# STATED GOAL
Show every line of the records that contains the string "wall", and treat uppercase and lowercase letters as different.

════════

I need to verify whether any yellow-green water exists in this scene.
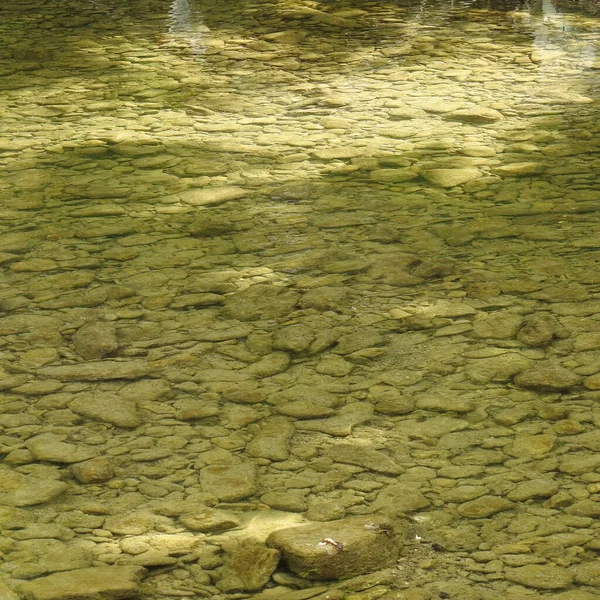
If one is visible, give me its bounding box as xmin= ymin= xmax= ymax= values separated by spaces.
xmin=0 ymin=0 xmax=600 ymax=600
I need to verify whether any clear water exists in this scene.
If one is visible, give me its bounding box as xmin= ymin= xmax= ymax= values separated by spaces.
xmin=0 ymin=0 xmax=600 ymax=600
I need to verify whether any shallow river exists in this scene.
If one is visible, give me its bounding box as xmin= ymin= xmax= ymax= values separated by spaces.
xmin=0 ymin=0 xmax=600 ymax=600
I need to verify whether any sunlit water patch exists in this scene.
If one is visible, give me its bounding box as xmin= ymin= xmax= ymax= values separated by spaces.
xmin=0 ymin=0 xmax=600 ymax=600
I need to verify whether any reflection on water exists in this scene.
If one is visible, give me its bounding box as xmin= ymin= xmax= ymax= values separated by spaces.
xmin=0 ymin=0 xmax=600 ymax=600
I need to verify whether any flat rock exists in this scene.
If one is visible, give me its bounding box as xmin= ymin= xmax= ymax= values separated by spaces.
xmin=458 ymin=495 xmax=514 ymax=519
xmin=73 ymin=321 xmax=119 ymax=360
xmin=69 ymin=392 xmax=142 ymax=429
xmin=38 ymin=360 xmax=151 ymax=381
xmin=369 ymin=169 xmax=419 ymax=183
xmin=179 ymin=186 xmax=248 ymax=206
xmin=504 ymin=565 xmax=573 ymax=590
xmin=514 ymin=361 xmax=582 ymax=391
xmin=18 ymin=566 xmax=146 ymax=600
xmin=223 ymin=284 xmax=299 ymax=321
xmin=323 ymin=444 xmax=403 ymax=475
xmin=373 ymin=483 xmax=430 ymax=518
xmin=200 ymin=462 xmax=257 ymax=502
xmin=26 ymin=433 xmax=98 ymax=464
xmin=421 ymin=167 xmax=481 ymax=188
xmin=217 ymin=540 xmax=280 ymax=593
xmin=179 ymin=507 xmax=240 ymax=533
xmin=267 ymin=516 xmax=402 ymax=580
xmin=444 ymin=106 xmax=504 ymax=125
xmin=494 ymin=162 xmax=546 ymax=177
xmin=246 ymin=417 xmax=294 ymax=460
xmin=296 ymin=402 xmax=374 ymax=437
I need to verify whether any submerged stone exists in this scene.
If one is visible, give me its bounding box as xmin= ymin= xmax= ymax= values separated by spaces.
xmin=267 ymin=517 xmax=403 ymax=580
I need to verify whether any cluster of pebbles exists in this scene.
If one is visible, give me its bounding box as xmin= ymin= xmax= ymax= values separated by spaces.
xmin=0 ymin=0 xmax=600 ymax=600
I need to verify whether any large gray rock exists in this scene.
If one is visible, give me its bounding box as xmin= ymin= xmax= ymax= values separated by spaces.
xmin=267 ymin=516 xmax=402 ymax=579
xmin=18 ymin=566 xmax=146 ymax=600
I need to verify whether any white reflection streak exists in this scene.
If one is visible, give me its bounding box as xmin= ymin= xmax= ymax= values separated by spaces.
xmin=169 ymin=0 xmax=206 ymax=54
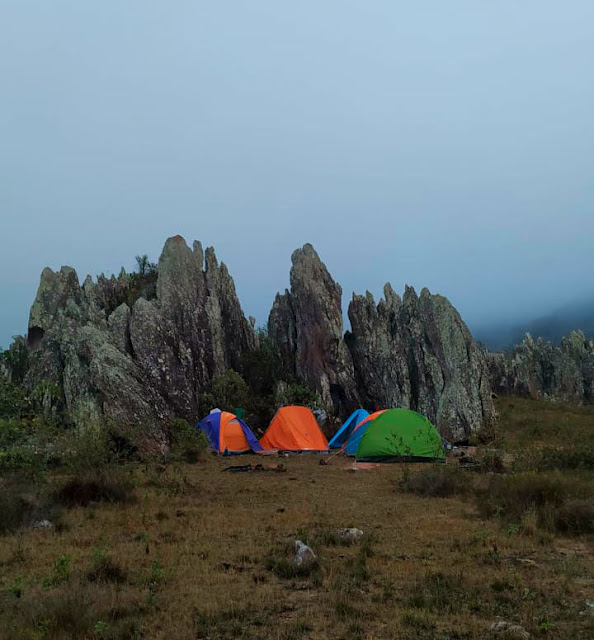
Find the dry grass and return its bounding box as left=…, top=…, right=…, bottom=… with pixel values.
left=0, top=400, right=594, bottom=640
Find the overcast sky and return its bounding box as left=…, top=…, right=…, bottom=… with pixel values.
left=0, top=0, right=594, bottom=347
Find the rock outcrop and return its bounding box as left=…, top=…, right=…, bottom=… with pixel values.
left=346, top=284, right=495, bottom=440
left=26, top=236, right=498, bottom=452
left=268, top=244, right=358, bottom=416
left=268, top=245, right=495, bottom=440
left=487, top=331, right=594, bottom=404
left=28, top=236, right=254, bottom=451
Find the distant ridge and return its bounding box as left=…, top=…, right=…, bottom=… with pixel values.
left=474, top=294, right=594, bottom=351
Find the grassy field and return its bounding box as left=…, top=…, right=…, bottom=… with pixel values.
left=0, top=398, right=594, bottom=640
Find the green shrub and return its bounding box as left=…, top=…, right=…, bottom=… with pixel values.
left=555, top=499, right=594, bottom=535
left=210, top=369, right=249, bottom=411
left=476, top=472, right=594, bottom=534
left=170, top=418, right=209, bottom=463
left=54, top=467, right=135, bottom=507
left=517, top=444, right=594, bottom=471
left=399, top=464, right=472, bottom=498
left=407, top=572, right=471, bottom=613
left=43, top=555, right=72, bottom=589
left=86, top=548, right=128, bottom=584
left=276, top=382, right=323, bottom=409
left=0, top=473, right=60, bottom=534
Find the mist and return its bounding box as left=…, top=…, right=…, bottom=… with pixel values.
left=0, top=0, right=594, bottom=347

════════

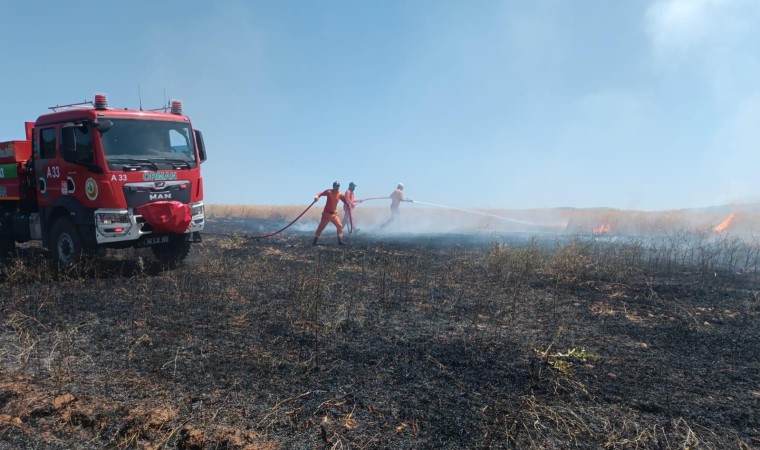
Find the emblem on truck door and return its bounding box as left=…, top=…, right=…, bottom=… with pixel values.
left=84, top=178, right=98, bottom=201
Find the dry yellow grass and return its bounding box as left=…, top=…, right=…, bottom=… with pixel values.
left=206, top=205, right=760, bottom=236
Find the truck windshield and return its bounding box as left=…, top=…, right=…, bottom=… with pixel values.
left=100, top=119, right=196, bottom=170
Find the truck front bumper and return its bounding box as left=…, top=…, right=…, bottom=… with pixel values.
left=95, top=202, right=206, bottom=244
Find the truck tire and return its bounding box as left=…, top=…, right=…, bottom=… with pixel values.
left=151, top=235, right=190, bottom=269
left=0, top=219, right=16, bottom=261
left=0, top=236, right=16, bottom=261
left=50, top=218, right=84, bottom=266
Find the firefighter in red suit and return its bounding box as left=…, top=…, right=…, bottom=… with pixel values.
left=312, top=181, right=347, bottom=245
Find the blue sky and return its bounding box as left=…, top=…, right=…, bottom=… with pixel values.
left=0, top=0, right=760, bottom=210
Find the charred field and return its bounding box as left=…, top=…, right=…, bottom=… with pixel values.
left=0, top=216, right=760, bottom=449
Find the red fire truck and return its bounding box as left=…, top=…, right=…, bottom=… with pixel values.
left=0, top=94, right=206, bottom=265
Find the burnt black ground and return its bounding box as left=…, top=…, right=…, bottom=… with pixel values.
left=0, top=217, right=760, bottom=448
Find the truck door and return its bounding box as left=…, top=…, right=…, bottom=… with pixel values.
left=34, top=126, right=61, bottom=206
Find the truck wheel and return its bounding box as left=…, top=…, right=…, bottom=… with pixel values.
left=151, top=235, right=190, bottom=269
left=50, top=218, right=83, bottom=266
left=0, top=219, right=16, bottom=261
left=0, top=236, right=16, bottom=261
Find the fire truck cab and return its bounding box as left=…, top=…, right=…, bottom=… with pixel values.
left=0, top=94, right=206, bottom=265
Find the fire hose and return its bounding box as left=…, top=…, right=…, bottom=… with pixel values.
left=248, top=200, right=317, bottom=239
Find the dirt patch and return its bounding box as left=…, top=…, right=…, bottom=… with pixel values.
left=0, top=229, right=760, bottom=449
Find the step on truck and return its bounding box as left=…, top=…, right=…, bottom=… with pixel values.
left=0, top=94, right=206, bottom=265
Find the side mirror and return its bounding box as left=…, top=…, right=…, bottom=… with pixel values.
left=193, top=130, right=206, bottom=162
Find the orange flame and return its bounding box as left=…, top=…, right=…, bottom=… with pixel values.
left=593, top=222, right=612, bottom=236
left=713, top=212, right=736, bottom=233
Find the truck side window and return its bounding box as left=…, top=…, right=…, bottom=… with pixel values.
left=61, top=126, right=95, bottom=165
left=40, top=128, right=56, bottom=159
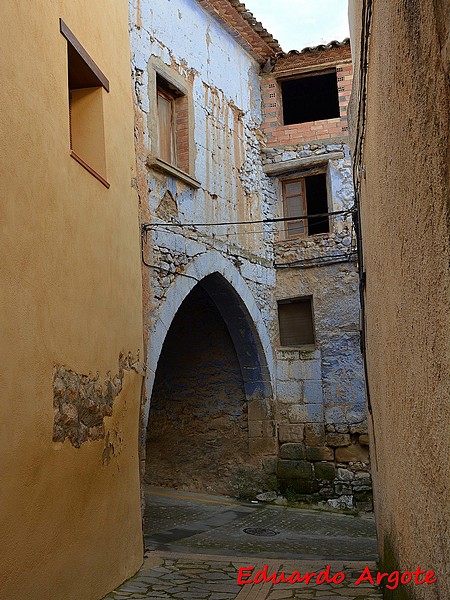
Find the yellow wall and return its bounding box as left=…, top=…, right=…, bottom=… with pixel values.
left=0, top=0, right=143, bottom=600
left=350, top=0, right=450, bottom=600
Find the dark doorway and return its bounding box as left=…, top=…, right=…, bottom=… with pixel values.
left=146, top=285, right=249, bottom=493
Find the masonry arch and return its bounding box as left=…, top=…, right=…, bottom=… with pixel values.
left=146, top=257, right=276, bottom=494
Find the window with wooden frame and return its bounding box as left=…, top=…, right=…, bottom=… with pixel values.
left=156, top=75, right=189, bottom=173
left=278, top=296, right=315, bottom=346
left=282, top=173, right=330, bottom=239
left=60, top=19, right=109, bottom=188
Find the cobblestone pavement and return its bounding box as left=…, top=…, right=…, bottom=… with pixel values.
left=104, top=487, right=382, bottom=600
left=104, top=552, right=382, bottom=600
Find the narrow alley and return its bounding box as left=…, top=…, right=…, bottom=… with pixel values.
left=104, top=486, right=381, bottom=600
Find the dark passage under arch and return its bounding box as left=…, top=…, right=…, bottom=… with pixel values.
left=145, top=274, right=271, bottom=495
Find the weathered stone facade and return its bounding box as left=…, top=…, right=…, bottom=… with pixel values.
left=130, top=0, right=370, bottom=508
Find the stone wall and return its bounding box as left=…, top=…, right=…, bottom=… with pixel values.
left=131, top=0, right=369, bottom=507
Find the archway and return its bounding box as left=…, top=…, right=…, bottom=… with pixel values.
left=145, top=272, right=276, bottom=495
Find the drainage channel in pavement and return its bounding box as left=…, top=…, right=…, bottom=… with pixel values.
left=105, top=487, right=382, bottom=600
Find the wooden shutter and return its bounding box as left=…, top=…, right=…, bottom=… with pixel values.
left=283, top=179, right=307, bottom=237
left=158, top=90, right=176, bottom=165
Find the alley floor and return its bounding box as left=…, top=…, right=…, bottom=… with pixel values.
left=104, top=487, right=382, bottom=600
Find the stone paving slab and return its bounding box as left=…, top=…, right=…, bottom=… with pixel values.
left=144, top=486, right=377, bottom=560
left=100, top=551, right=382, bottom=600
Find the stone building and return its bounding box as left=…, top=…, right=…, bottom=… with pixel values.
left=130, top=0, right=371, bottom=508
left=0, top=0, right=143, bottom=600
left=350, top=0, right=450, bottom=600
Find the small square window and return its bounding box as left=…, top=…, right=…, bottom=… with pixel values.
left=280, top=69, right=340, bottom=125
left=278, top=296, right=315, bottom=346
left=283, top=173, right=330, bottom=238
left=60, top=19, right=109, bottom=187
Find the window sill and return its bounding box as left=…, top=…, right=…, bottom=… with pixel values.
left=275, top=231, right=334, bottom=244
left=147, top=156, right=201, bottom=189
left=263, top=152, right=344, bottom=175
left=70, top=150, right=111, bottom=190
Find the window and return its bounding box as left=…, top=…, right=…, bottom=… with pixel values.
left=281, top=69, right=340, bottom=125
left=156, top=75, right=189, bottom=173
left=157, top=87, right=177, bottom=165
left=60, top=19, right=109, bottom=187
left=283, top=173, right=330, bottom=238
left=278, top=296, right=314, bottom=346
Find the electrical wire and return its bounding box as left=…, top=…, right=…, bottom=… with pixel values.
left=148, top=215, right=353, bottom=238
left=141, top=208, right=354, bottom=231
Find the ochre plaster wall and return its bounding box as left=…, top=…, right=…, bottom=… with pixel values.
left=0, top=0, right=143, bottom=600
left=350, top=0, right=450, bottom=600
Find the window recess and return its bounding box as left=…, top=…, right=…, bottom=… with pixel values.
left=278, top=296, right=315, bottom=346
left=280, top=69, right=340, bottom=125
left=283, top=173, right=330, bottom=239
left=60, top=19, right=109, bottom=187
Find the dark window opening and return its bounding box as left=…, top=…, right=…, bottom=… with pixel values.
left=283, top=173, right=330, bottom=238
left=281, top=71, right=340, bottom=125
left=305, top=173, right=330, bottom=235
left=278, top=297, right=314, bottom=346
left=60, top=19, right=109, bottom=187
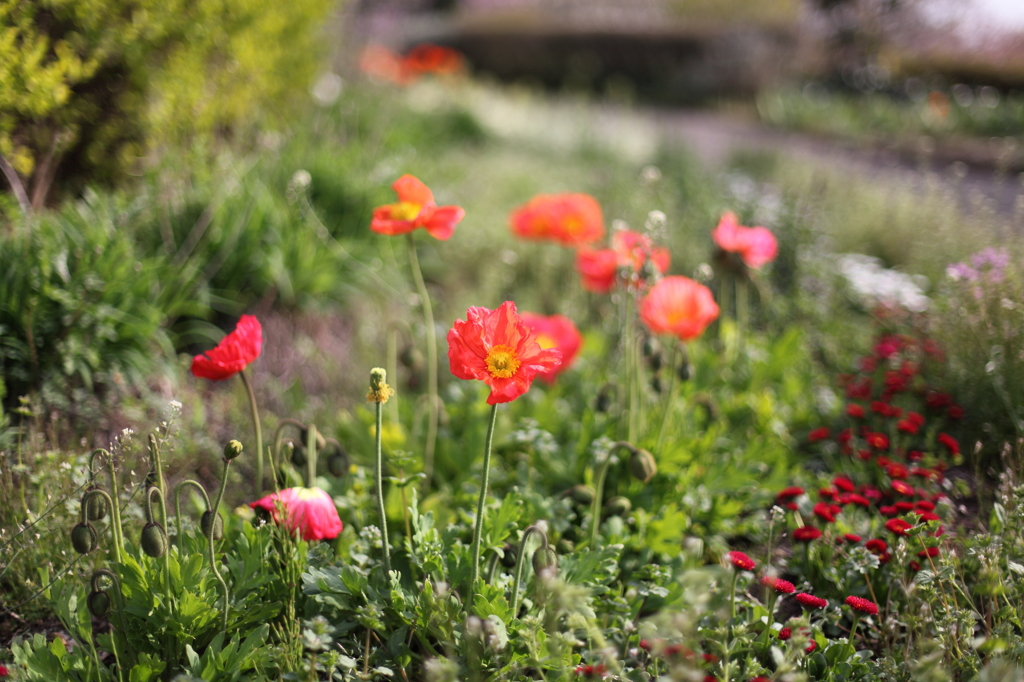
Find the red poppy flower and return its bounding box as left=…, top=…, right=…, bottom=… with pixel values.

════════

# RESULT OF THE EXERCISE
Find the yellow wall and return its bounding box as left=…, top=…, right=…, bottom=… with pixel values.
Find the stone wall and return its bounding box as left=…, top=…, right=…, bottom=… with pixel values.
Find the ochre plaster wall and return its bounding box as left=…, top=…, right=…, bottom=… with pixel values.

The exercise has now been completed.